§ **DATA SECTION**:
-.-.-

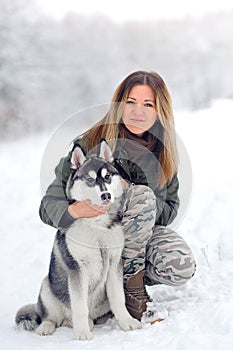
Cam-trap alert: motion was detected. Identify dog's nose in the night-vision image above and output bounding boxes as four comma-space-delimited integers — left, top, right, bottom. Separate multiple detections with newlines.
101, 192, 111, 203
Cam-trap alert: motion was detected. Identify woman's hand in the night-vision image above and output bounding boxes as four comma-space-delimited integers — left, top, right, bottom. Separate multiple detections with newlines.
68, 200, 110, 219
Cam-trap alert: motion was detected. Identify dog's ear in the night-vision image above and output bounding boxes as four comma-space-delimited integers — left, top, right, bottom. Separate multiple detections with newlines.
99, 139, 114, 163
71, 146, 86, 169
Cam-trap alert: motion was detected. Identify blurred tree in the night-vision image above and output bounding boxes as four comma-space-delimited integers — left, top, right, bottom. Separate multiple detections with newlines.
0, 3, 232, 140
0, 0, 40, 138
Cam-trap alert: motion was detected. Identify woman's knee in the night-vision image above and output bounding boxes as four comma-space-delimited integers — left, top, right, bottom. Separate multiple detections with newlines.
124, 185, 156, 212
163, 249, 196, 286
146, 249, 196, 286
146, 227, 196, 286
122, 185, 156, 244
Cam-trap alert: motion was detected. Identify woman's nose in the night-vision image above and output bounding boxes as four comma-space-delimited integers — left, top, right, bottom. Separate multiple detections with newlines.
132, 104, 144, 115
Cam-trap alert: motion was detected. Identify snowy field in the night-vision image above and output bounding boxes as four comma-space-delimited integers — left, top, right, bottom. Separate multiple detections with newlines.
0, 99, 233, 349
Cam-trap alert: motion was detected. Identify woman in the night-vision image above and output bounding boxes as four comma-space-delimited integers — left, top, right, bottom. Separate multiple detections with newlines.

-.-.-

§ **REQUIRED ACTION**: Give back every record above word for word; the pictures have no place in it.

§ **RESULT BELOW**:
Cam-trap alert: motion was detected. Identify dog's nose in the night-vision image above and output bounding boxes as four comma-space-delimited integers — left, top, right, bottom. Separate multiple detections with newlines.
101, 192, 111, 203
Cam-trap alert: motion was detected. Identify woman's hand in the night-vision image above and output bounding boxes as four comma-space-delimited integers — left, top, right, bottom. Separate multiple detections with newlines.
68, 200, 110, 219
Cam-trap alert: motion was detected. Identify dog's ear in the night-vision image above and output bounding boxes as four comma-space-delimited integers — left, top, right, bottom. Separate multiple detections with newlines.
99, 139, 114, 163
71, 146, 86, 169
Cam-trap alert: motion was detected. Identify blurred tree in the night-vision image above and output bounding boxes as four comma-space-delimited integers — left, top, right, bottom. Separate multiple detections with newlines.
0, 3, 232, 140
0, 0, 40, 138
Cam-trap alert: motion was detected. Identify woman's knee in the night-vision image above and output bounding boxes as four comma-space-delimited integers — left, top, right, bottom. Separate multiple detections with newlines.
124, 185, 156, 212
163, 249, 196, 286
146, 249, 196, 286
146, 227, 196, 286
122, 185, 156, 244
Cam-trap alert: motion was detected. Identify woman's nose in the night-vision image above and output bounding boxes as four comma-space-delimited integers — left, top, right, bottom. Separate multiple detections with newlines.
132, 104, 144, 115
Cam-trap alert: motion was detected. Identify snowy field in the night-vision image above and output bounding boxes as four comma-space-delimited integers — left, top, right, bottom. Separate multiple detections with newlines.
0, 99, 233, 349
Cam-trap alert: motion was detected. Identify woman in the night-vision image above and output bounding boxes as four comma-space-delimited integers — left, top, right, bottom. Separate multiple detections with newlines.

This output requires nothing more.